**Excerpted passage**
::::::::::
Update README to include usage examples and troubleshooting tips for the FastAPI service integration with Paperless-ngx and llama.cpp.

2026-03-31 14:30:04 -05:00
parent 9b1705d82b
commit ece1b037d1
9 changed files with 516 additions and 0 deletions
--- a/pyproject.toml
+++ b/pyproject.toml
@@ -0,0 +1,41 @@
+ [project]
+ name = "notebook-tools"
+ version = "0.1.0"
+ description = "FastAPI service to OCR Paperless-ngx PDFs via llama.cpp"
+ readme = "README.md"
+ requires-python = ">=3.11"
+ dependencies = [
+   "fastapi>=0.115",
+   "uvicorn[standard]>=0.30",
+   "httpx>=0.27",
+   "pydantic>=2.7",
+   "pydantic-settings>=2.3",
+   "pymupdf>=1.24",
+   "pillow>=10.4",
+   "img2pdf>=0.5",
+   "tenacity>=8.3",
+ ]
+ 
+ [project.optional-dependencies]
+ test = [
+   "pytest>=8.2",
+   "pytest-asyncio>=0.24",
+   "respx>=0.21",
+ ]
+ 
+ [tool.pytest.ini_options]
+ asyncio_mode = "auto"
+ testpaths = ["tests"]
+ 
+ [tool.ruff]
+ line-length = 100
+ 
+ [tool.ruff.lint]
+ select = ["E", "F", "I", "UP", "B"]
+ 
+ [build-system]
+ requires = ["hatchling"]
+ build-backend = "hatchling.build"
+
+[tool.hatch.build.targets.wheel]
+packages = ["src/notebook_tools"]
--- a/src/notebook_tools/init.py
+++ b/src/notebook_tools/init.py
@@ -0,0 +1,6 @@
+"""notebook_tools package.
+
+This repository is intentionally written to be easy to read/modify if you're new to Python.
+Most modules include short docstrings and type hints, and we keep functions small.
+"""
+
--- a/src/notebook_tools/api.py
+++ b/src/notebook_tools/api.py
@@ -0,0 +1,74 @@
+"""FastAPI application entrypoint.
+
+This file is intentionally small:
+- Routes call into a job manager.
+- The job manager calls the pipeline.
+
+Keeping the web layer thin makes the business logic easier to test and maintain.
+"""
+
+from __future__ import annotations
+
+import logging
+
+from fastapi import BackgroundTasks, Depends, FastAPI, HTTPException
+
+from notebook_tools.jobs import JobManager, get_job_manager
+from notebook_tools.logging_utils import configure_logging
+from notebook_tools.models import JobStartRequest, JobStatusResponse
+from notebook_tools.settings import Settings, get_settings
+
+app = FastAPI(title="notebook-tools", version="0.1.0")
::::::::::
**Material shown**
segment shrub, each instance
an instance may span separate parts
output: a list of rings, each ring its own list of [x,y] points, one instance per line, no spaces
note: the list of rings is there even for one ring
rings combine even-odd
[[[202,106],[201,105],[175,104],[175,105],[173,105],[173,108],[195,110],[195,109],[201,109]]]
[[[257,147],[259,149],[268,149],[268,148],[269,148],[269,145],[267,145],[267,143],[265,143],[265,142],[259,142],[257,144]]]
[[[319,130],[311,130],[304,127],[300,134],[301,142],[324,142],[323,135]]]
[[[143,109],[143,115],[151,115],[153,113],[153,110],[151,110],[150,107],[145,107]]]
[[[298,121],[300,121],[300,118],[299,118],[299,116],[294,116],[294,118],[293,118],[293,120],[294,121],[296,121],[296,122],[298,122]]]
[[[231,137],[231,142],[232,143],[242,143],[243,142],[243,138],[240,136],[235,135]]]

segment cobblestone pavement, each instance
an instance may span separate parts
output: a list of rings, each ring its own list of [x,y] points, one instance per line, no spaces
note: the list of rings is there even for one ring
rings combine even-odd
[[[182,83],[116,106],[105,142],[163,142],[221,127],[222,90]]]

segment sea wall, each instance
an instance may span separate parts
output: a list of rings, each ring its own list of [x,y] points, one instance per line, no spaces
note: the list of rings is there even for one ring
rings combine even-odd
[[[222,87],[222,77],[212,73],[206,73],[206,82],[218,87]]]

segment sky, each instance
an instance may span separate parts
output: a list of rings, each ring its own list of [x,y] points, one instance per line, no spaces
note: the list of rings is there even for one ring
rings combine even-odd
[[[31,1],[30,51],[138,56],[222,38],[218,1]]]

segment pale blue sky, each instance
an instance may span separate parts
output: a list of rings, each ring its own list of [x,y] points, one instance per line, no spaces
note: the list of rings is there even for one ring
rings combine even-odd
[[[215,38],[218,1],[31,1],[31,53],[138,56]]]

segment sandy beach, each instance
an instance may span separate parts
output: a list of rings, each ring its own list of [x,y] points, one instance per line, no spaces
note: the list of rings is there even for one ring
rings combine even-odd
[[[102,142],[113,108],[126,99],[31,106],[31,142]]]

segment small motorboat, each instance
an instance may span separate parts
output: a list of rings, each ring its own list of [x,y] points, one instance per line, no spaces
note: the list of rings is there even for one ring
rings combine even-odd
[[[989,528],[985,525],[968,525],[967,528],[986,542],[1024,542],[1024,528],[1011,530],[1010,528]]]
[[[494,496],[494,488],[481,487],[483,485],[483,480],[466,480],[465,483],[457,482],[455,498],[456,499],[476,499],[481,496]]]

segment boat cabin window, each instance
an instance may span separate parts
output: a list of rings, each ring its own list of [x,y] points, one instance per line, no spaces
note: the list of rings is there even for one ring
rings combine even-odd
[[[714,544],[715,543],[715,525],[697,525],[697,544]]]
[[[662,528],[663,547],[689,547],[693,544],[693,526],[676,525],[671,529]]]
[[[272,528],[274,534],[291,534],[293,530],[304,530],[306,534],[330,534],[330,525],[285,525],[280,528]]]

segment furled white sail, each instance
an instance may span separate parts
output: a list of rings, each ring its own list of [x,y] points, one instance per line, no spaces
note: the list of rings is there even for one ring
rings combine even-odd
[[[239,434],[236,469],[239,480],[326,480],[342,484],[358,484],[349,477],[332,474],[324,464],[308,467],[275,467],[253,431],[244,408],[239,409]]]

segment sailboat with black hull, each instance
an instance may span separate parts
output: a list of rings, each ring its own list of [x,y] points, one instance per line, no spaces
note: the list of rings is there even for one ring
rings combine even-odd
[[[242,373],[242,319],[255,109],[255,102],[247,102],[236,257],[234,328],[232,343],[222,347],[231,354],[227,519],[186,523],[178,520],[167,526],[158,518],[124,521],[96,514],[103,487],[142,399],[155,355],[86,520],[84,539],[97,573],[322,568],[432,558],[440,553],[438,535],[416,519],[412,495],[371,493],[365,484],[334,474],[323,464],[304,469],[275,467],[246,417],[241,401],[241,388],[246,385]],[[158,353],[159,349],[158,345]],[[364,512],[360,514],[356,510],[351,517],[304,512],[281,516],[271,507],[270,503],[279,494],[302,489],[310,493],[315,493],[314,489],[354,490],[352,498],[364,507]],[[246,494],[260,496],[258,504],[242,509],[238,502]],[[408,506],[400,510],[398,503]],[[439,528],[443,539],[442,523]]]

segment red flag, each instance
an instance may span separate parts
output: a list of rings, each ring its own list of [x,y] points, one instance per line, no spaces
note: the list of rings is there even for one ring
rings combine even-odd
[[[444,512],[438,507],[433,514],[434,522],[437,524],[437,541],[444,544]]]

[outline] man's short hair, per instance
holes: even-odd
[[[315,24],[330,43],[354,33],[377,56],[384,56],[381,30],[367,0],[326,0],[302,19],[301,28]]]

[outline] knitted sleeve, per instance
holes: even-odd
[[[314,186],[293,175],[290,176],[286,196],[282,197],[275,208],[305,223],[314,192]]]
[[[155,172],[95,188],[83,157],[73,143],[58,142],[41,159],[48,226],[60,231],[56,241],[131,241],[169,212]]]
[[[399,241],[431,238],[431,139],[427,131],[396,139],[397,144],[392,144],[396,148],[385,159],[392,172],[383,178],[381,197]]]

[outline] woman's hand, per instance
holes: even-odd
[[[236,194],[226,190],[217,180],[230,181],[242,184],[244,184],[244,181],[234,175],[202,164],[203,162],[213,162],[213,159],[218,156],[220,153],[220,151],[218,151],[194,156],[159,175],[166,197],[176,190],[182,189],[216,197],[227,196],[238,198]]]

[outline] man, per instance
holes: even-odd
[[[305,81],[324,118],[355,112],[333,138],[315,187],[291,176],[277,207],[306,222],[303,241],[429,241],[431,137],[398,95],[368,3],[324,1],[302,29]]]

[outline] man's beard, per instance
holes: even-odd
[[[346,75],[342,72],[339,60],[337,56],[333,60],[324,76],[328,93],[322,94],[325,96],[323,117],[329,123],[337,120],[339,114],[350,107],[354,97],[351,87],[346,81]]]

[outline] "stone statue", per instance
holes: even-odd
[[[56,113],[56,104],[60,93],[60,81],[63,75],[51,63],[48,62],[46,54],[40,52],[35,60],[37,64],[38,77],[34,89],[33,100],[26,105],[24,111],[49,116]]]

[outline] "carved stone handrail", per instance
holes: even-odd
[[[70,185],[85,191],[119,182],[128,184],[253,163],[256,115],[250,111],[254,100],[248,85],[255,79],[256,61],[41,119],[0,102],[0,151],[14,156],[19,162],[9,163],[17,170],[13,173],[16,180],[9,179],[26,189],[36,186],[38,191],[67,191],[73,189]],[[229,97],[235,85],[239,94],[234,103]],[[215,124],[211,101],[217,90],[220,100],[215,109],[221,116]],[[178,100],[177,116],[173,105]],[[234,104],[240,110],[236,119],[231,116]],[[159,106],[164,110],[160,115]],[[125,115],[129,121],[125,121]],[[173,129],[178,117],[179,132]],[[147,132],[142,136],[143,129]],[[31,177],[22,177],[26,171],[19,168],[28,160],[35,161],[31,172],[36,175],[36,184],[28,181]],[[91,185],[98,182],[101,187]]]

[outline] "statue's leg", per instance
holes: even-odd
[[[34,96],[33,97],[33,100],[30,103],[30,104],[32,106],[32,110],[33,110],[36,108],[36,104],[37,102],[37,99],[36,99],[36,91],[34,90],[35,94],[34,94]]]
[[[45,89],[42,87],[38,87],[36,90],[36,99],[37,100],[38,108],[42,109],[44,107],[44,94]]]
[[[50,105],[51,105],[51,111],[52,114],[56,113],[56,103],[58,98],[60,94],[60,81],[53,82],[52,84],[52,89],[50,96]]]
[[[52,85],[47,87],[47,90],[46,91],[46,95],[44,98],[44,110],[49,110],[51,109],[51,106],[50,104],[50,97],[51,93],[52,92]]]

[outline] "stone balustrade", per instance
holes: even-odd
::::::::::
Pick up the commit diff for the FastAPI OCR service after its final line and write the next part. The listing has no connection to the commit diff for the FastAPI OCR service.

**Result below**
+logger = logging.getLogger("notebook_tools.api")
+
+
+@app.on_event("startup")
+async def _startup() -> None:
+    # Load settings once at startup so we fail fast if env vars are missing.
+    settings = get_settings()
+    configure_logging(level=settings.log_level)
+    logger.info("Service starting up")
+
+
+@app.get("/health")
+async def health() -> dict[str, str]:
+    return {"status": "ok"}
+
+
+@app.post("/jobs/paperless/{document_id}", response_model=JobStatusResponse)
+async def start_job_for_paperless_document(
+    document_id: int,
+    req: JobStartRequest,
+    background: BackgroundTasks,
+    settings: Settings = Depends(get_settings),
+    manager: JobManager = Depends(get_job_manager),
+) -> JobStatusResponse:
+    """Start an OCR job for an existing Paperless document id."""
+
+    if document_id <= 0:
+        raise HTTPException(status_code=422, detail="document_id must be a positive integer")
+
+    job = manager.create_job(document_id=document_id, notebook_id=req.notebook_id)
+    logger.info(
+        "Job created job_id=%s paperless_document_id=%s notebook_id=%s",
+        job.job_id,
+        document_id,
+        req.notebook_id,
+    )
+    background.add_task(
+        manager.run_job,
+        job_id=job.job_id,
+        settings=settings,
+        ocr_prompt_override=req.ocr_prompt,
+        title_prefix=req.title_prefix,
+    )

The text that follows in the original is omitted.